# Required work
Can you copy the records word for word, from their very first line through the line containing "positive clicks: (123, 179)", with both of those lines included?

BEGIN Dataset

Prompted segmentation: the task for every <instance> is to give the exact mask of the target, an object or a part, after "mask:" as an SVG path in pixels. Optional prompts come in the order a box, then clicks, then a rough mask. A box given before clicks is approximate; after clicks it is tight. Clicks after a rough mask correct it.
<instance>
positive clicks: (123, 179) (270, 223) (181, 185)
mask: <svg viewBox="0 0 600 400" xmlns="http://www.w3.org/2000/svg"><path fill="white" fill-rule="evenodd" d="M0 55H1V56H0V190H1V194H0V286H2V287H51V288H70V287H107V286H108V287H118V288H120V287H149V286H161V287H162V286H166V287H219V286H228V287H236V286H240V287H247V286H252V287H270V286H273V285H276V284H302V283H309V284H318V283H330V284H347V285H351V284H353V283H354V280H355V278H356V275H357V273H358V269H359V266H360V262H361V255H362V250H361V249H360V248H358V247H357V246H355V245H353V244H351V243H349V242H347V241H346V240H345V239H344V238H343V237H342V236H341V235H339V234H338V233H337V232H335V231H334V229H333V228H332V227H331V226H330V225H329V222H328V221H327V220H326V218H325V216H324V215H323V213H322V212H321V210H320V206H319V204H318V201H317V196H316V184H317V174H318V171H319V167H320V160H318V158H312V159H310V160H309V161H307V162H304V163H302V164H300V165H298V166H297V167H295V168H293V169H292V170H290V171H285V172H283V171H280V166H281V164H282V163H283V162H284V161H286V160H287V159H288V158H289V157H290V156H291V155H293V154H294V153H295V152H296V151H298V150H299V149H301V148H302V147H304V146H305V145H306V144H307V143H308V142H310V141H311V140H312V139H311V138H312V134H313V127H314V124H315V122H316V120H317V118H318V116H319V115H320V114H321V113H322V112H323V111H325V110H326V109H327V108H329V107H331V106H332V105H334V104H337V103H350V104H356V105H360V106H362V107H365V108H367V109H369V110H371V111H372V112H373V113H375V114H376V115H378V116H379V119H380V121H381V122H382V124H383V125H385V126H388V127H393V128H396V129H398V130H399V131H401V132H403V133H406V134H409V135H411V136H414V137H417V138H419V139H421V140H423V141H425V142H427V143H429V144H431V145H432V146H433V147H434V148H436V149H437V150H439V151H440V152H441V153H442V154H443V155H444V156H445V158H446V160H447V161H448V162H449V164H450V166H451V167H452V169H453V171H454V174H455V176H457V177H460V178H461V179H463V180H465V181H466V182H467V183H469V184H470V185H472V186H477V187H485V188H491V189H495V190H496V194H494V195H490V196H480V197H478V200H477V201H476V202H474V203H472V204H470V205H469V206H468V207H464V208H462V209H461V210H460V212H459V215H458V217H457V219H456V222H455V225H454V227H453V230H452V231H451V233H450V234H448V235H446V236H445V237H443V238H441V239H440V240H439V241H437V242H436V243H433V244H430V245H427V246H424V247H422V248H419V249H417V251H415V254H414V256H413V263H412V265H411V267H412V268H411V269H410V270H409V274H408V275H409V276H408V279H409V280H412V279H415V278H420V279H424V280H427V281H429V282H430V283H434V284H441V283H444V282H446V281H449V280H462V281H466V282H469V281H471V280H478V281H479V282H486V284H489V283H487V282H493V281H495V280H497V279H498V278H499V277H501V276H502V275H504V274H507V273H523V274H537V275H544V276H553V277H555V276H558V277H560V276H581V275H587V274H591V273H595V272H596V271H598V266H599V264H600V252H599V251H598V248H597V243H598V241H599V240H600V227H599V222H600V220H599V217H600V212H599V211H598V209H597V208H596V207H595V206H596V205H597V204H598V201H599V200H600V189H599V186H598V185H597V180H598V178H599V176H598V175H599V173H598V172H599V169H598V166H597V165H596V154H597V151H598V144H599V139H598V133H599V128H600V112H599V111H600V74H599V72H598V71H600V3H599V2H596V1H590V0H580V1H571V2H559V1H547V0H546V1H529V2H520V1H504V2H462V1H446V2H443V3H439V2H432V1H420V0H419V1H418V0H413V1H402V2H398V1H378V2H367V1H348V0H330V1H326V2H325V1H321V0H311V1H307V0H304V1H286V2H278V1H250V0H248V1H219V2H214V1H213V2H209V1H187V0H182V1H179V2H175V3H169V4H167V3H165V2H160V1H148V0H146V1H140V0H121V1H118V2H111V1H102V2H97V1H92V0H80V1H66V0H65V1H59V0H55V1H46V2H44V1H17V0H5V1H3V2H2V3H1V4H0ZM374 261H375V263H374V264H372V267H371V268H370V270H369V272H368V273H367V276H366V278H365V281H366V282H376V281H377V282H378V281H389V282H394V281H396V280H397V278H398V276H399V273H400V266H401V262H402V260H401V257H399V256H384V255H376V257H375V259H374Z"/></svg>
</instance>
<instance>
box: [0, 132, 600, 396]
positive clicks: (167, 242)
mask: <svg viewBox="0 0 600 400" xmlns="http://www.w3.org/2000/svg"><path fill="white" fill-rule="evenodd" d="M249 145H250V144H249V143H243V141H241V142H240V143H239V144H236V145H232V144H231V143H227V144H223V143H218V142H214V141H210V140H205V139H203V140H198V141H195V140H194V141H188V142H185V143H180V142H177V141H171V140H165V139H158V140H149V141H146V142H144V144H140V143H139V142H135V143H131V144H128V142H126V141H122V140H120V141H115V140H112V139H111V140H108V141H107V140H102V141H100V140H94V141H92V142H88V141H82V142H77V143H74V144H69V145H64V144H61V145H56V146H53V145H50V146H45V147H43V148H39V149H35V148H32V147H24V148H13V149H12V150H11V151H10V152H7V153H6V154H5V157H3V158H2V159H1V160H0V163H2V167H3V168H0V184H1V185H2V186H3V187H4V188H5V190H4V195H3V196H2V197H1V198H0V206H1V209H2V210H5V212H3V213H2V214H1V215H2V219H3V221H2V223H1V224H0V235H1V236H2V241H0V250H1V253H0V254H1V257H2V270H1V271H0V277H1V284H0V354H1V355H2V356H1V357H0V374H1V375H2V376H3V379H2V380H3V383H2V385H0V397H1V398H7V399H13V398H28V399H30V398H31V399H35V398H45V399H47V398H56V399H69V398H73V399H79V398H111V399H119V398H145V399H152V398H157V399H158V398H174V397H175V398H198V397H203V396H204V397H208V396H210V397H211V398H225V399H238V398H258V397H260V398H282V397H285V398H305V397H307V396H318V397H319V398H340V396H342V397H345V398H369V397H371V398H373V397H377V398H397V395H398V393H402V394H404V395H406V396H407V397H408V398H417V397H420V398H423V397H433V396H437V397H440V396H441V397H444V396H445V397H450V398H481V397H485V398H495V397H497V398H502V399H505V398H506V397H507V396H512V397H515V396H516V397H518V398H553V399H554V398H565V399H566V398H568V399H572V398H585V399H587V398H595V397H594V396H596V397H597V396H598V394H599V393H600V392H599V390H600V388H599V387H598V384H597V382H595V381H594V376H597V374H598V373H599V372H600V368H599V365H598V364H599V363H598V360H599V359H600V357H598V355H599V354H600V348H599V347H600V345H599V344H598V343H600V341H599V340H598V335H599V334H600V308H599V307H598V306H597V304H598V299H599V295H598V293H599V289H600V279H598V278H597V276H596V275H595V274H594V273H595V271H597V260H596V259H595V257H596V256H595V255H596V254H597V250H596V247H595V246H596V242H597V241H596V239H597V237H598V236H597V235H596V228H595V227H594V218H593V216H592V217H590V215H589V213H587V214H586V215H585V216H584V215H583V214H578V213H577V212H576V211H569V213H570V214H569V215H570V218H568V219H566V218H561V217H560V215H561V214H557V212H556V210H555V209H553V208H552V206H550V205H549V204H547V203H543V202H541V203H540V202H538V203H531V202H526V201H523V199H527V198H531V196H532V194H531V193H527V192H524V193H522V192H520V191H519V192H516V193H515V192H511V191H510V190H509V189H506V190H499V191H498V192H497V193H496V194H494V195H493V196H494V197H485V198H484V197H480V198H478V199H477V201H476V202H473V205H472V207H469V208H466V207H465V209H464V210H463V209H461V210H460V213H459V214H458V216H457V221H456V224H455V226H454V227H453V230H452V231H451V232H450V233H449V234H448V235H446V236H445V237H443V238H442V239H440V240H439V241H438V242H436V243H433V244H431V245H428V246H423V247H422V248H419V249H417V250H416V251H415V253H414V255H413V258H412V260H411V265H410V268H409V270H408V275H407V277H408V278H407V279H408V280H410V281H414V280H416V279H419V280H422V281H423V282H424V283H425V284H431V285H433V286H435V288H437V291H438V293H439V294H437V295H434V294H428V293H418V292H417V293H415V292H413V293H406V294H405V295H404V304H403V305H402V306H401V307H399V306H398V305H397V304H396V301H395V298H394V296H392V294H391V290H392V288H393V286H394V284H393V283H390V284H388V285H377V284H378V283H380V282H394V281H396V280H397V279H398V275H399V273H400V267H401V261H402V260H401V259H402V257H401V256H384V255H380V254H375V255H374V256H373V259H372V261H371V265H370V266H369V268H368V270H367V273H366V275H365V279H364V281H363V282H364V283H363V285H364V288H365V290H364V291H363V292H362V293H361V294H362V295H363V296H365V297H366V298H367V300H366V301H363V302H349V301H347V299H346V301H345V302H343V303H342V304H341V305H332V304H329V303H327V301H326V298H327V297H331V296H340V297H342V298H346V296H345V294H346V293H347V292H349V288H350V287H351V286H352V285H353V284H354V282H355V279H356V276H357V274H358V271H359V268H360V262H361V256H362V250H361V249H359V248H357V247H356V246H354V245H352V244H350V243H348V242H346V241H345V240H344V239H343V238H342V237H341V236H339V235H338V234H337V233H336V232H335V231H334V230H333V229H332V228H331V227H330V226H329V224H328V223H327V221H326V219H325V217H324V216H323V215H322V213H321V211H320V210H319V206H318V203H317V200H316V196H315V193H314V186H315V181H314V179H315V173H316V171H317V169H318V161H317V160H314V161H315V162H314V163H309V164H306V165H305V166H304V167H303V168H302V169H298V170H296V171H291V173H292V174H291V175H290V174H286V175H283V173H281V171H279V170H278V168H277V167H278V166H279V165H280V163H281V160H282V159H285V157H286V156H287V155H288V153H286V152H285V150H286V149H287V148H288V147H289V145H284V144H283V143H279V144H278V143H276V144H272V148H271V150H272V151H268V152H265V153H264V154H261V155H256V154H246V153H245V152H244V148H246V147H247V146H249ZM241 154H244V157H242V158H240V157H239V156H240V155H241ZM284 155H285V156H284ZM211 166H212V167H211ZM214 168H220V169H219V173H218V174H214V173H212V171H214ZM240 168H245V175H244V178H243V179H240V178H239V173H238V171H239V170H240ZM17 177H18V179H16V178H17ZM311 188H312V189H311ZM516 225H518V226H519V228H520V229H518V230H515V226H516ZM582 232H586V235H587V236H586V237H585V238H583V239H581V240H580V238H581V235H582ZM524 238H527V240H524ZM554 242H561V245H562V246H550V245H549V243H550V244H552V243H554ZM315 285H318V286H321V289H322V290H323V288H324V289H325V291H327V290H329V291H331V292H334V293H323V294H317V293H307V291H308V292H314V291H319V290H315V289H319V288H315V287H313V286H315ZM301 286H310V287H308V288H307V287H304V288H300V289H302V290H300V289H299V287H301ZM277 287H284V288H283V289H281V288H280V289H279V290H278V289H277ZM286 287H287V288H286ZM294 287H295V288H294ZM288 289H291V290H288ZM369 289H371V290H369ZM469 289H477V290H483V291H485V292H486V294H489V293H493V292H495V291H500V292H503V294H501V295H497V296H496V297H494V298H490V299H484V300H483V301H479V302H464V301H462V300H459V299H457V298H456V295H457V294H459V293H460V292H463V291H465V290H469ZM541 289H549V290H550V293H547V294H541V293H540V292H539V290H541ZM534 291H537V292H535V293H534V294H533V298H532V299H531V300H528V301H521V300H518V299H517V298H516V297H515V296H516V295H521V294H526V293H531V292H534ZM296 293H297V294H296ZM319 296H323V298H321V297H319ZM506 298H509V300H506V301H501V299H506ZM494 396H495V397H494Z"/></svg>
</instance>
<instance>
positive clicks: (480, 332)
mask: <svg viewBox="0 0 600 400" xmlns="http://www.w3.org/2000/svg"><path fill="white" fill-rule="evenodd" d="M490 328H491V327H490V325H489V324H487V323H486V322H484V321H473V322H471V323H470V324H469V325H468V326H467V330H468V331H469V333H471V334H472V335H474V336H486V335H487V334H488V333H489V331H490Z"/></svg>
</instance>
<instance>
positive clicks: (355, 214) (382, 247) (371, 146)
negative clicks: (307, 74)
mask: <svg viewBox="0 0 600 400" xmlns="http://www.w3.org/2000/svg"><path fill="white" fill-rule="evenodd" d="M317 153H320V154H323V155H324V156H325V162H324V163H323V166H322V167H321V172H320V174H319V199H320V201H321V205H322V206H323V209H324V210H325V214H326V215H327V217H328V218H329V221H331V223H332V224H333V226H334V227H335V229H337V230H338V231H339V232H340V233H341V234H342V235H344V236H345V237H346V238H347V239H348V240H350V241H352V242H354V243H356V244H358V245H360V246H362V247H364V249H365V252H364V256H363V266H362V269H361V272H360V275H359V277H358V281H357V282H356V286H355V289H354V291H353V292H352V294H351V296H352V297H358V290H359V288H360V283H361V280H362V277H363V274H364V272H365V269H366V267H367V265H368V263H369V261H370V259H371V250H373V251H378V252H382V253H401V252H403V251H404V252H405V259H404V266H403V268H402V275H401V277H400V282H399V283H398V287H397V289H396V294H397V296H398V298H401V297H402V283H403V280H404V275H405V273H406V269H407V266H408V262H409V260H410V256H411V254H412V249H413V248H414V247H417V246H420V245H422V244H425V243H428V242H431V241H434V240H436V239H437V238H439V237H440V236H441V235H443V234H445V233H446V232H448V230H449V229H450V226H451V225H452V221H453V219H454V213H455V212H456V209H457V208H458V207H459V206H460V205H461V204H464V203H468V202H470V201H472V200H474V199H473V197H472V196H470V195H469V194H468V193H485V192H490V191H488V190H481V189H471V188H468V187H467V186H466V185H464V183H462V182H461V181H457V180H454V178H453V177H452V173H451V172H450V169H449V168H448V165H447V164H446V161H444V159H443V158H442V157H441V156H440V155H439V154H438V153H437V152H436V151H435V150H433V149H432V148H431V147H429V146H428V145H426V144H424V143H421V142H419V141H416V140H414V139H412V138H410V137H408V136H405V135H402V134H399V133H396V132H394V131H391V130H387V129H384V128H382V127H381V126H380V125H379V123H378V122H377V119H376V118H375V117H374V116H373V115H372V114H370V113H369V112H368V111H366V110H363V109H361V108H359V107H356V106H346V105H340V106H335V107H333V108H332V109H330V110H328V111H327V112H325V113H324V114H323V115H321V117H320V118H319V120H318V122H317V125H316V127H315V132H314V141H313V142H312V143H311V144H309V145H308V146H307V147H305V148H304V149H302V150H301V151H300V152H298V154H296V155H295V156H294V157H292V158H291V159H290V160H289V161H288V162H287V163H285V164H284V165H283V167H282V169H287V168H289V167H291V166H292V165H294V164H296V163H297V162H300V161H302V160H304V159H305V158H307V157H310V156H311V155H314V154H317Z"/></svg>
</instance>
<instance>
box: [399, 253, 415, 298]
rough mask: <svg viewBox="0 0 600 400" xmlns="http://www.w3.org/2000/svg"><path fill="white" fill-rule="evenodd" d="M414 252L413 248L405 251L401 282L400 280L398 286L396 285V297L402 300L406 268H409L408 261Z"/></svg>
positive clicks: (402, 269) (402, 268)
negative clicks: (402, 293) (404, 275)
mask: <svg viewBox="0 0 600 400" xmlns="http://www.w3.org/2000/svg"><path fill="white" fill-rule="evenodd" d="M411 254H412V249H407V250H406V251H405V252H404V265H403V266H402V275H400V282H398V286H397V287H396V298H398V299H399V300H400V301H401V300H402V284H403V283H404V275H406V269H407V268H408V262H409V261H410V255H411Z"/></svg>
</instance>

END Dataset

# Response to the task
Prompted segmentation: the task for every <instance> is to give the exact mask of the target, an object or a part, after "mask:" as an SVG path in pixels. Optional prompts come in the order a box, then clicks, then a rough mask. A box given before clicks is approximate; after clicks it is tight. Clicks after a rough mask correct it.
<instance>
positive clicks: (123, 179) (270, 223) (181, 185)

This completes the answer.